## EXERCISE INSTRUCTIONS
Pick out each line in the data below that contains the string "field" and copy it. Case counts.

Data records:
** Start **
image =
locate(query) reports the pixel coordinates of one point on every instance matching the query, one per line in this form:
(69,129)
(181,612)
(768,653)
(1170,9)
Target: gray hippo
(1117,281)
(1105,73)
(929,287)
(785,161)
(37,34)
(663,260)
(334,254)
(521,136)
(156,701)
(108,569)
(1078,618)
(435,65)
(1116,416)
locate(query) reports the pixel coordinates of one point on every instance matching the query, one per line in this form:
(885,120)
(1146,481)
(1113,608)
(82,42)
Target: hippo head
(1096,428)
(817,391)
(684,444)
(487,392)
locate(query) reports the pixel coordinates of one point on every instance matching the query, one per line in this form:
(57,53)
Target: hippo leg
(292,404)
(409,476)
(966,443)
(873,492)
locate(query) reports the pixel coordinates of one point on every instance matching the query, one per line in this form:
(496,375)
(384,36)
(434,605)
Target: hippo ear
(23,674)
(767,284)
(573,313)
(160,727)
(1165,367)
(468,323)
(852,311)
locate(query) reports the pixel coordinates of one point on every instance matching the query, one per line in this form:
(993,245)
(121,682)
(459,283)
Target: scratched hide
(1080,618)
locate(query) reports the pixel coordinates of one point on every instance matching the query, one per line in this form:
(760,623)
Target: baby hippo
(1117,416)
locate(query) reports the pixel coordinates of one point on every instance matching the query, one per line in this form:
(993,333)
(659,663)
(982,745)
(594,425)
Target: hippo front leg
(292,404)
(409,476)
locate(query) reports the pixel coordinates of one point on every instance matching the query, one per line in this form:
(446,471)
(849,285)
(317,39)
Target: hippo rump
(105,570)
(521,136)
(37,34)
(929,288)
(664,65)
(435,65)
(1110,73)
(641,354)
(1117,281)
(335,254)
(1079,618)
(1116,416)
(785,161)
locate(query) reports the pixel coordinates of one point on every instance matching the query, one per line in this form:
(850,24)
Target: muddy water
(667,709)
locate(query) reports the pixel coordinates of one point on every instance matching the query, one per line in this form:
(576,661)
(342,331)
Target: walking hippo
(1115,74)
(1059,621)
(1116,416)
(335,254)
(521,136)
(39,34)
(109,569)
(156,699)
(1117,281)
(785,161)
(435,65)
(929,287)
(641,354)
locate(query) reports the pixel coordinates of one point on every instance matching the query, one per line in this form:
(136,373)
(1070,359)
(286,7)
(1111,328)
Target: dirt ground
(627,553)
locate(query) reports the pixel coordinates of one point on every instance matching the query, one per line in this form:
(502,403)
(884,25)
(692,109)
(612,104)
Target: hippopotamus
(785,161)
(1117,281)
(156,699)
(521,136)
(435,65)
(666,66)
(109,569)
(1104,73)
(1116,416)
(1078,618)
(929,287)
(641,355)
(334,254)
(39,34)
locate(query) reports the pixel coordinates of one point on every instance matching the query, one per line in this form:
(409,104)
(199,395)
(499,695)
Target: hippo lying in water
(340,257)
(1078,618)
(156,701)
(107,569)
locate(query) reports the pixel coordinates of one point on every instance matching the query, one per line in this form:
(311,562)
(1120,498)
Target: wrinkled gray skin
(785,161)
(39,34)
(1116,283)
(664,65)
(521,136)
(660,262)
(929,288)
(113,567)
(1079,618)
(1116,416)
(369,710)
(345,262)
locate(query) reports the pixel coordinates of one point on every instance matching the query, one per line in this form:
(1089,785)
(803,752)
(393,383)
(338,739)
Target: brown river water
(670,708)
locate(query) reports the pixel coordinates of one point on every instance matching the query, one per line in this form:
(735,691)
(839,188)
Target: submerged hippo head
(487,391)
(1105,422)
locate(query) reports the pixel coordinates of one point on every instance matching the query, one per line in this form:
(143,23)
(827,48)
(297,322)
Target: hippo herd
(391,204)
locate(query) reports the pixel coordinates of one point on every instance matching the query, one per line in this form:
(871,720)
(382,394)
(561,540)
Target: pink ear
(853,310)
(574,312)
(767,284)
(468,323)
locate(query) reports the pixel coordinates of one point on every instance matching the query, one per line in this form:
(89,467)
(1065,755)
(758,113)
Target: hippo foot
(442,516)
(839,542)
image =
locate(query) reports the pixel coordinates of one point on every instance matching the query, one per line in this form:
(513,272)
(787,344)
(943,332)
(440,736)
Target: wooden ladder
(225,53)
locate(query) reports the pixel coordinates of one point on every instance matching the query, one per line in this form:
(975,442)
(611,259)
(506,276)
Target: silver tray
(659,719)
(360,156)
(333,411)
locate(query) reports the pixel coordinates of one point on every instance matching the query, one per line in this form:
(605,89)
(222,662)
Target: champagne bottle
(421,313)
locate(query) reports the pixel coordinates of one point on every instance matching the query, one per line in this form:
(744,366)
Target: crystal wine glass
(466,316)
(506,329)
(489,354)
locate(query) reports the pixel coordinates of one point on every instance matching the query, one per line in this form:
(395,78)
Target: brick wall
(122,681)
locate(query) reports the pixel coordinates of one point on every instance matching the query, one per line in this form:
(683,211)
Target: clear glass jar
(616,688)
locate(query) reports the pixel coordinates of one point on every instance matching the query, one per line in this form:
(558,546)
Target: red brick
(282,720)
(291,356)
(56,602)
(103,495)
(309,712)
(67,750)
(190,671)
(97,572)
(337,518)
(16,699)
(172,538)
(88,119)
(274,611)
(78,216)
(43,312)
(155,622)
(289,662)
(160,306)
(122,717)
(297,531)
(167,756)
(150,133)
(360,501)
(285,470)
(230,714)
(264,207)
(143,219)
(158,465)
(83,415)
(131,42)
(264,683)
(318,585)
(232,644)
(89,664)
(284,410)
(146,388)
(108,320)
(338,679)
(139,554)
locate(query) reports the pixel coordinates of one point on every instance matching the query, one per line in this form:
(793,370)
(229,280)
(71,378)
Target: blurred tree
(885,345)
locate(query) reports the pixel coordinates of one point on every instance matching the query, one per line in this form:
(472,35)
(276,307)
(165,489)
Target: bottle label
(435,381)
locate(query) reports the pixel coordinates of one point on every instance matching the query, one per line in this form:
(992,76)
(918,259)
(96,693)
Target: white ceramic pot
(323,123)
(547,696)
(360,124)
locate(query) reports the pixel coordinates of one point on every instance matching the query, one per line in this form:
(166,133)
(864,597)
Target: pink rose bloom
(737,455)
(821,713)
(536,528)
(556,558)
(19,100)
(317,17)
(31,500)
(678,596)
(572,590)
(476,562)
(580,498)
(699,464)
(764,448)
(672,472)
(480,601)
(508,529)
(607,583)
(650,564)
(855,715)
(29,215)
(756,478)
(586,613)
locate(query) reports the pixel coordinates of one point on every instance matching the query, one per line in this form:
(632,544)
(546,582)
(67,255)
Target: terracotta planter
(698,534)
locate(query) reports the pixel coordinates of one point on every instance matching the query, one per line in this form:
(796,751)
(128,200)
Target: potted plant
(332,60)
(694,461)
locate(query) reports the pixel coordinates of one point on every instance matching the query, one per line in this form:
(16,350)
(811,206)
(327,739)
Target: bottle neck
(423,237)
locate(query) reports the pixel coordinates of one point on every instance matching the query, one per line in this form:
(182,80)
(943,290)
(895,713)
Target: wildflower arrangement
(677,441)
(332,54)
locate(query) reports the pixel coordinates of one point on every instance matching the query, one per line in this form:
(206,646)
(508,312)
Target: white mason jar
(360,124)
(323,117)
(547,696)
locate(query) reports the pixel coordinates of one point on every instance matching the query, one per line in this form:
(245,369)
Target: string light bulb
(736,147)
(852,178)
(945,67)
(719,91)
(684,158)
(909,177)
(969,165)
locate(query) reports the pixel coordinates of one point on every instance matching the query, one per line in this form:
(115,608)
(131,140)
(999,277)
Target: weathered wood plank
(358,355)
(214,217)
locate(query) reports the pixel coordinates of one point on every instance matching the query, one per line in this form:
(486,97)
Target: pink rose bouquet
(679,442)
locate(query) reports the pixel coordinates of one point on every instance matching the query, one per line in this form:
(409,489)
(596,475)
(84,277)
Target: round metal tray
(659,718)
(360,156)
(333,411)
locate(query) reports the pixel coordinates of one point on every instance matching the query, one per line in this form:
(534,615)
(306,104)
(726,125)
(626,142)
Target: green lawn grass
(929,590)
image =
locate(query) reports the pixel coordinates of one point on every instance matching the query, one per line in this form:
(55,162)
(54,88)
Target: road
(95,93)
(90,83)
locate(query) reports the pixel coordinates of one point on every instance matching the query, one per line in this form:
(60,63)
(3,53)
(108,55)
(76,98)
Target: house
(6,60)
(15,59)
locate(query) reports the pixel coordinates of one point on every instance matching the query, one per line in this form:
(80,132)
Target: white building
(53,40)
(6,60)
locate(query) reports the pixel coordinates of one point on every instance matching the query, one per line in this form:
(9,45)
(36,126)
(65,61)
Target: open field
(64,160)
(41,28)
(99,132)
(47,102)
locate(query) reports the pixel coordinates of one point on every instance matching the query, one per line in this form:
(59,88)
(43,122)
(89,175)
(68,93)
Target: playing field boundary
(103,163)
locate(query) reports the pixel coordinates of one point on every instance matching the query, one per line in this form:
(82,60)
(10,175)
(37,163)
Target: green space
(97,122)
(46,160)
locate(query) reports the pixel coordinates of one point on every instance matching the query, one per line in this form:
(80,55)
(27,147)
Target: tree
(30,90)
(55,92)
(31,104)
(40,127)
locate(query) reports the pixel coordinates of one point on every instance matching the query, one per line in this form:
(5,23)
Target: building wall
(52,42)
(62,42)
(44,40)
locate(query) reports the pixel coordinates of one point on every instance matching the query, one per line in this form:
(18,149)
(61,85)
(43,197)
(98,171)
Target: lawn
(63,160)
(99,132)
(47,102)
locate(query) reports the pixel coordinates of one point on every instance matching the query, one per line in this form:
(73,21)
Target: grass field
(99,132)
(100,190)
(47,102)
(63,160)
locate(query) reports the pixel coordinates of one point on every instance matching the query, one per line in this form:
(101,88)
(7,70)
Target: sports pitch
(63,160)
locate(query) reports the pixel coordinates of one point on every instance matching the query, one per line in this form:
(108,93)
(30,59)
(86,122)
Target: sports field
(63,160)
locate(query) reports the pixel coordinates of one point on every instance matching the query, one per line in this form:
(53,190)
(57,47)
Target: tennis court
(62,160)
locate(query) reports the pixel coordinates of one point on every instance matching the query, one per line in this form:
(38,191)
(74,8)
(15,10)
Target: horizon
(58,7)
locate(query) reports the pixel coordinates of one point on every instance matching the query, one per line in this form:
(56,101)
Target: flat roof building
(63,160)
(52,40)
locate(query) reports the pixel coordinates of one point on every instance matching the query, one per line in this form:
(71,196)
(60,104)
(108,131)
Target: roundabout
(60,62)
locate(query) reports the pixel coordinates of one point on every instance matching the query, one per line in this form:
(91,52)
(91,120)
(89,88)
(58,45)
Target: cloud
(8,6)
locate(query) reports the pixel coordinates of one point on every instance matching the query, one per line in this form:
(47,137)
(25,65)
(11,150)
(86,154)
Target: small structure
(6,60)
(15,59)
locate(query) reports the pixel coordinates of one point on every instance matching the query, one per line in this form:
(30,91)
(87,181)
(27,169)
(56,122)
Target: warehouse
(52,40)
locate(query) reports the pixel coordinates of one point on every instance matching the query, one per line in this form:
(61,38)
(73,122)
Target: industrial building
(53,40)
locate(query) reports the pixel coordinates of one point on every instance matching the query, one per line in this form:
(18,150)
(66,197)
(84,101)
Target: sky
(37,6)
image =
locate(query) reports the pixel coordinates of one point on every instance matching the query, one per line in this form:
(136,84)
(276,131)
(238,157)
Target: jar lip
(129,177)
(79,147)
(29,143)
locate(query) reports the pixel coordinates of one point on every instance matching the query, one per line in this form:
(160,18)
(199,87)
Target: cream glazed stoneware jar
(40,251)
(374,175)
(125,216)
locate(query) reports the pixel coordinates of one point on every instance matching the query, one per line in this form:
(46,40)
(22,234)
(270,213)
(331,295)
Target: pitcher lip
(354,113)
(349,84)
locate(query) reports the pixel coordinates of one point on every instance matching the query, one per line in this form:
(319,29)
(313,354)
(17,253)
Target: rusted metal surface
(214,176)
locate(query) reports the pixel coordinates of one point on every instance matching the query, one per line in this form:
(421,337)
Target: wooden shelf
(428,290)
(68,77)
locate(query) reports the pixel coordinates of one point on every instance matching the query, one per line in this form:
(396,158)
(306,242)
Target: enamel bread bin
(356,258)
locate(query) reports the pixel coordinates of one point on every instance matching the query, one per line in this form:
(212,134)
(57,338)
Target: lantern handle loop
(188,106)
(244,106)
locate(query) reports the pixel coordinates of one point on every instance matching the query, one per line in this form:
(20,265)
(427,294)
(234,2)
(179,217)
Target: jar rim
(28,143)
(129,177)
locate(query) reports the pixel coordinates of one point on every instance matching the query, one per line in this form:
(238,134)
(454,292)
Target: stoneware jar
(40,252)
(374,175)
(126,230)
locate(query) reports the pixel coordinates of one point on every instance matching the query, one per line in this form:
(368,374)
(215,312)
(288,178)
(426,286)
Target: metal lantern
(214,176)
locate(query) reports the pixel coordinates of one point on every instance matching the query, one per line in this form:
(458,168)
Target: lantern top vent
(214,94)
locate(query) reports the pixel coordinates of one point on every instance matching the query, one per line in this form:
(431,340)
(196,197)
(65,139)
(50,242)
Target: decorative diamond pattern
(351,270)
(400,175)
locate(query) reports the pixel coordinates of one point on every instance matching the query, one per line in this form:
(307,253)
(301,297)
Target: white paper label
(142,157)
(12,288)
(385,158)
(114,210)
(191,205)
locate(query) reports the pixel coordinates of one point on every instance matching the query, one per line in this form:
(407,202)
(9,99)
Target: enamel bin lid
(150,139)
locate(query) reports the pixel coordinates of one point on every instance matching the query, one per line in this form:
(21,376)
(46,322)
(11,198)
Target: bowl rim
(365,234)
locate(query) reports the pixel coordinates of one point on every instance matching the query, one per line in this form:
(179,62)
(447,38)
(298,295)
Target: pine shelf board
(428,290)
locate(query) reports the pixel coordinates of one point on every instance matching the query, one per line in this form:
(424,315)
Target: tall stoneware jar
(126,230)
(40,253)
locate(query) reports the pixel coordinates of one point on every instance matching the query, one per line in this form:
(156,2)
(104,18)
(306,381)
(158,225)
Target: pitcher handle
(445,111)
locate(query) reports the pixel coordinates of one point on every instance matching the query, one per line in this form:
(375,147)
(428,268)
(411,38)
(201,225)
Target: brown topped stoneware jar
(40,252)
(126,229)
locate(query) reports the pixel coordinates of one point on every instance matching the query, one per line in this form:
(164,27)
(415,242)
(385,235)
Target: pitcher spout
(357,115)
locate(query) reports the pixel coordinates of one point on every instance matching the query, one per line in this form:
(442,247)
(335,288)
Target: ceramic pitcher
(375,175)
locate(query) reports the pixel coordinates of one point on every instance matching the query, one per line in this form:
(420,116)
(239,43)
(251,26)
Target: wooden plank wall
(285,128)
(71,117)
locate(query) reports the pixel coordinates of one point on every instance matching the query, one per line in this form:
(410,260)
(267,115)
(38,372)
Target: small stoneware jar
** End **
## RESULT
Target: open field
Target: playing field boundary
Target: grass field
Target: sports field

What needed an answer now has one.